• **SHORT EXERCISE A**
Recast each line of the records that follow the text as a Markdown table with the columns "Row" (a row number) and "Line" (the line itself), omitting blank lines. Leave the pictures out of the answer.

• **TEXT SEGMENT**
>>>>>

A mug by Seth Cardew and a pitcher by Michael Cardew. Drawn in the kitchen after using both for breakfast.

Seth's music room. Listening to Seth play piano, trumpet, or clarinet was one of my favorite aspects of my time there. He would play while I cooked dinner and I almost wanted to continuing cooking just to hear him play a little longer. He learned songs that were familiar to me and introduced me to some gorgeous pieces I didn't know.

Seth always looked so comfortable at the piano and sat at the grand piano with sculptures, pots, and books surrounding him. The side door was usually open, letting the warm, dry Spanish air swirl around the loose paper and music sheets.

Learning Seth's rules for lettering..

Dr. Vogel, Seth's sculpture professor, created this huge reclining nude. Seth proudly displayed it right next to his grand piano.

Wooden spoons in a Cardew pitcher.

Learning Seth's rules for bowls.

Monday, March 22, 2010


I grab the wooden handled wire tool, wrapping the thin wire twice around my fingers, and feel it press into my skin as I cut my wet pot from the wheel. I have dried clay cracking around my wrists and wet clay between my fingers. As I slap a new mound of clay on my wheel I can feel it give way and change shape. I throw the walls of my next bowl and my outside fingers mimic the opening motion they can feel of my inside fingers.

<<<<<

• **SHORT EXERCISE B**
Name every musical instrument that Seth played, according to the text about Seth Cardew.

• **RECORD SET**
>>>>>

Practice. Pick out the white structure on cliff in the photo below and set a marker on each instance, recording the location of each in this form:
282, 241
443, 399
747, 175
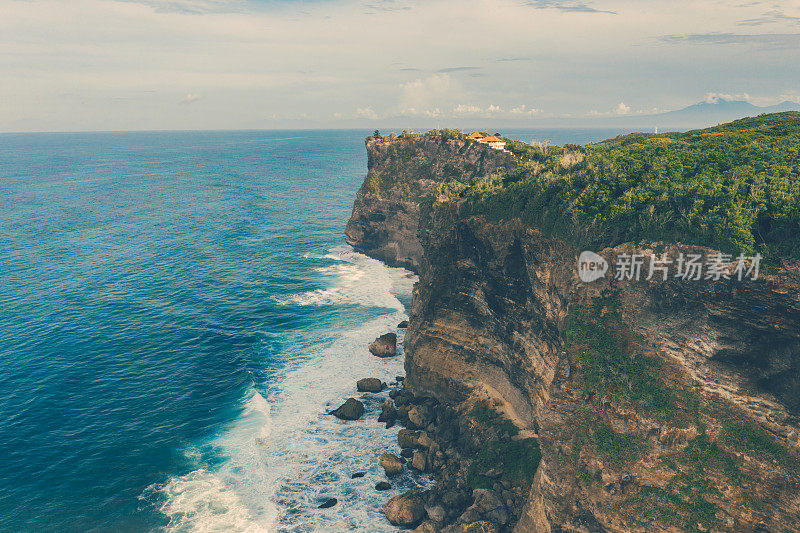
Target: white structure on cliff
494, 142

<<<<<

• **RIGHT ANSWER A**
| Row | Line |
|---|---|
| 1 | Practice. Pick out the white structure on cliff in the photo below and set a marker on each instance, recording the location of each in this form: |
| 2 | 282, 241 |
| 3 | 443, 399 |
| 4 | 747, 175 |
| 5 | Target: white structure on cliff |
| 6 | 494, 142 |

• **RIGHT ANSWER B**
- piano
- trumpet
- clarinet